### [Set task]
Copy the records word for word, beginning with the very first line and continuing through the line that contains "[838,207,990,425]", including that line.

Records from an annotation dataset
===

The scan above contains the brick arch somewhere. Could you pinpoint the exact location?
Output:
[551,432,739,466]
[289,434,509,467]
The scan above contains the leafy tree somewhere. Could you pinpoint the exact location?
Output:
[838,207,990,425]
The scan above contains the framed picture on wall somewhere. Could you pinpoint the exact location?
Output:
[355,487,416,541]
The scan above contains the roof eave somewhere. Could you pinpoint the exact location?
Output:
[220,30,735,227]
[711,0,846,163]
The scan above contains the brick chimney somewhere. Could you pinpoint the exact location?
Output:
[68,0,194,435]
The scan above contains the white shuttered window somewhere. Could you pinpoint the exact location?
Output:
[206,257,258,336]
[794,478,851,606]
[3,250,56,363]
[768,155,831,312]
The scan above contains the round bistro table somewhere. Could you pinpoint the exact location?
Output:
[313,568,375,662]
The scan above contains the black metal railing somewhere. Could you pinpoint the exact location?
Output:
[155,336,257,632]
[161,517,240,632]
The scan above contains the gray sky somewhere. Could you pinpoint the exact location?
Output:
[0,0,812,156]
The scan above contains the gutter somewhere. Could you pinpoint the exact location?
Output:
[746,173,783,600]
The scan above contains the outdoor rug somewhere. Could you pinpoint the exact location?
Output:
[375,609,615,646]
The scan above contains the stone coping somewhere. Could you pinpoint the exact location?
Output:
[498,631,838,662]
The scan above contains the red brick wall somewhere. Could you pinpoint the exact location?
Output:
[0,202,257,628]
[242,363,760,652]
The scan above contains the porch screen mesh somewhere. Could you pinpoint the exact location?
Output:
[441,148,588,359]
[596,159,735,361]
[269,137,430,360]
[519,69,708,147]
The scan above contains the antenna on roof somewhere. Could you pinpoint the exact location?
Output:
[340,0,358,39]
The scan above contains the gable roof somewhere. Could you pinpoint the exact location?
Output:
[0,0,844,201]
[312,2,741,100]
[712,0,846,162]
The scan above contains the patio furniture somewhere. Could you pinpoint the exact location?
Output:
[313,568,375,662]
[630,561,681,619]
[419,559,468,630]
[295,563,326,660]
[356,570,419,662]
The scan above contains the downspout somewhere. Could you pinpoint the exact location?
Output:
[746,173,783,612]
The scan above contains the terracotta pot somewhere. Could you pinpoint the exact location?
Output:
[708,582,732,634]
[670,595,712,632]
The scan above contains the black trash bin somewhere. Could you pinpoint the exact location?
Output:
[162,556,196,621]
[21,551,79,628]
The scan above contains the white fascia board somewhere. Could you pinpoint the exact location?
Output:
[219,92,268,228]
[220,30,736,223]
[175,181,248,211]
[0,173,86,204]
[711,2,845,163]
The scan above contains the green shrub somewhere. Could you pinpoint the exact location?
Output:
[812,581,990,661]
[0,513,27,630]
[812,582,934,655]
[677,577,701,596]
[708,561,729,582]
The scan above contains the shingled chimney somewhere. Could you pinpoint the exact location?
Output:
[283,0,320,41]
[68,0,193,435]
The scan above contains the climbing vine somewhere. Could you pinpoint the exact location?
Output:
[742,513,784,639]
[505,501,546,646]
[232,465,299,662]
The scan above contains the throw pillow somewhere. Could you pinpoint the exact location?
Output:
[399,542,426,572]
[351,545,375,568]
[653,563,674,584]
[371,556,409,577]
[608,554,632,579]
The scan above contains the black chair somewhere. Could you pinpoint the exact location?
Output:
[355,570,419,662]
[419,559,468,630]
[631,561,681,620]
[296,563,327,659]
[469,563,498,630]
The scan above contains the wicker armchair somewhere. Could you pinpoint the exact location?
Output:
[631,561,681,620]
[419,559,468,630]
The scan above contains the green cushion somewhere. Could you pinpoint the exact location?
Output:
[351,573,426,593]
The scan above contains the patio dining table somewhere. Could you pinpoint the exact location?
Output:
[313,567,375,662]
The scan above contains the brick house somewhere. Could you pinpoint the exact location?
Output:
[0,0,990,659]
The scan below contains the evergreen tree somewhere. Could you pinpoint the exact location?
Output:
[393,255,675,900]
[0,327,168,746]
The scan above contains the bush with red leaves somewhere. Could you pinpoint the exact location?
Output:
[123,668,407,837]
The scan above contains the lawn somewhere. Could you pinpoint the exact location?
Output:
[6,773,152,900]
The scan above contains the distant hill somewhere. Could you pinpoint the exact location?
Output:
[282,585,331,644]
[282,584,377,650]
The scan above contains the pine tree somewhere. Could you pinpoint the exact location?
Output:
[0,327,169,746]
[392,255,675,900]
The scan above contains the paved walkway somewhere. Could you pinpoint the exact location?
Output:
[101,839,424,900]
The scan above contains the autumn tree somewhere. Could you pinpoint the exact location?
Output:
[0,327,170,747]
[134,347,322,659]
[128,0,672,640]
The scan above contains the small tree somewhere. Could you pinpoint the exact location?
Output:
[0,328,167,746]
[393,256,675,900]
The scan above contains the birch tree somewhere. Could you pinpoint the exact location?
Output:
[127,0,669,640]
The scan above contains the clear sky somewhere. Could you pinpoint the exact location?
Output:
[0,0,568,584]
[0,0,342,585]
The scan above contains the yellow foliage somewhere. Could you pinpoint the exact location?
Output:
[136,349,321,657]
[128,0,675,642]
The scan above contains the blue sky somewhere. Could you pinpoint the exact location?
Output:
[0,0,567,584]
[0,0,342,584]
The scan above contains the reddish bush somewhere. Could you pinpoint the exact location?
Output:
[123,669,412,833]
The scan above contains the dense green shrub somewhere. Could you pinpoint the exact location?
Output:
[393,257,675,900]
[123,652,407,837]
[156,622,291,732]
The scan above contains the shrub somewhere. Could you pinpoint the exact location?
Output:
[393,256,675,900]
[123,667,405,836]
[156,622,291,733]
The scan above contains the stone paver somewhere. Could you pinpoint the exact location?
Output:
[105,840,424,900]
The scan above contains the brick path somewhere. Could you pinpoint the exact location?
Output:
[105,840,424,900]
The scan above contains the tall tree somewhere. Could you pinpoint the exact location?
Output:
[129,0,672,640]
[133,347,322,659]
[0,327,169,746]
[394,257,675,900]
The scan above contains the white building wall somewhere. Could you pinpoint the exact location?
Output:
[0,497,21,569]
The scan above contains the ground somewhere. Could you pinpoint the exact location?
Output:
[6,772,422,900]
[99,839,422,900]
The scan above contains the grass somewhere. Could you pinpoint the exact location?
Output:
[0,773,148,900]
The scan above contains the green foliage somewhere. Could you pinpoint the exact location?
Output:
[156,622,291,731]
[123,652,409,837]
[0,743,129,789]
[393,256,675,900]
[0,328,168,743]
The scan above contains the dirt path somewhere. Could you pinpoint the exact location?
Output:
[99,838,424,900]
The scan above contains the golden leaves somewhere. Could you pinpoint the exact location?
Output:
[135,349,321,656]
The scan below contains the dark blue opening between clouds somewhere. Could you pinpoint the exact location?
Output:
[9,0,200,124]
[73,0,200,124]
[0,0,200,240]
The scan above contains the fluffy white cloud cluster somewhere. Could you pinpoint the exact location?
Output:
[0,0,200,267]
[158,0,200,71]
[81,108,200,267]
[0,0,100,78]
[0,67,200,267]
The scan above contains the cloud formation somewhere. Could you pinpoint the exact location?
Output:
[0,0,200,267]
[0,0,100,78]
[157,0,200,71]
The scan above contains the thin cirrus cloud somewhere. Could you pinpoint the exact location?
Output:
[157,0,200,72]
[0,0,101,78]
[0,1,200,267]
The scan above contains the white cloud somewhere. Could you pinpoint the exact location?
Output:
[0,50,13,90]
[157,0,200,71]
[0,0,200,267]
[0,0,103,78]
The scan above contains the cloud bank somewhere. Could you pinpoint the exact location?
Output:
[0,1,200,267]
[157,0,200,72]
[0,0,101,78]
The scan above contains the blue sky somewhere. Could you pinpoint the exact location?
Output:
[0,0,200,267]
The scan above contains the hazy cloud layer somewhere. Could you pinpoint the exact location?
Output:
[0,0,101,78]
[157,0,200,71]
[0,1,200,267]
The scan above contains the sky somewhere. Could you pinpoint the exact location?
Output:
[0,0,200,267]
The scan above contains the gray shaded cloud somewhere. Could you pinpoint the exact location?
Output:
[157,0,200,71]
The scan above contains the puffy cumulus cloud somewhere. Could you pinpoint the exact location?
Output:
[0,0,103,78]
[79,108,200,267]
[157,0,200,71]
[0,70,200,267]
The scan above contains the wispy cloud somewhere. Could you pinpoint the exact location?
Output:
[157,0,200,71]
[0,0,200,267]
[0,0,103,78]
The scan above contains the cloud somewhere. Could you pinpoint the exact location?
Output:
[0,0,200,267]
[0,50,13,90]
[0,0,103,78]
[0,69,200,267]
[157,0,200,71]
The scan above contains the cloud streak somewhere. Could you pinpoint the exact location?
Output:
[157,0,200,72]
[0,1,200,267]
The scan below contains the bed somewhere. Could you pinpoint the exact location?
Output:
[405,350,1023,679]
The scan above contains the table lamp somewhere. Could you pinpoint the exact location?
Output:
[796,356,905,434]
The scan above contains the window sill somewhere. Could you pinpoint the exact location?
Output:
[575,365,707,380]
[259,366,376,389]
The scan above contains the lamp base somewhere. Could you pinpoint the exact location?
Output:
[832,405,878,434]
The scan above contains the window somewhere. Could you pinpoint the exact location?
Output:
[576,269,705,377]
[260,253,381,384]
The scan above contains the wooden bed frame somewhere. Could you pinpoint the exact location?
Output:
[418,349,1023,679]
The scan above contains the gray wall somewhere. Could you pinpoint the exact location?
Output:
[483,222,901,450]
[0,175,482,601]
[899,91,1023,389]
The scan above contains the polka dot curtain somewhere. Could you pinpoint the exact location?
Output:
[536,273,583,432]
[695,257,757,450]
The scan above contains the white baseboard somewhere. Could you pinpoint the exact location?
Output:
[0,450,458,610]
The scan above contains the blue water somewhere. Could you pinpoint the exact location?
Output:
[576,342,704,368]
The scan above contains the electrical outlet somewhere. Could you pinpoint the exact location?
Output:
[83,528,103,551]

===

### [Task result]
The scan above contains the brick arch somewhere. Could you pinpoint the exact location?
Output:
[551,432,739,466]
[289,434,509,467]
The scan above contains the leafy tree somewhere. Could you pinpoint the exact location?
Output:
[838,207,990,425]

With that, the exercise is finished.